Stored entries

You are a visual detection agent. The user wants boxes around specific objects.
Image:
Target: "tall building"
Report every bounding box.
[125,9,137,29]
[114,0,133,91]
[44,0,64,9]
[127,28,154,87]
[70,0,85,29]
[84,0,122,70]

** PROBLEM STATEMENT **
Copy every line of the data above that contains the word "agent". Match capitalization exactly.

** FULL RESPONSE **
You are a visual detection agent. The user wants boxes around specific objects.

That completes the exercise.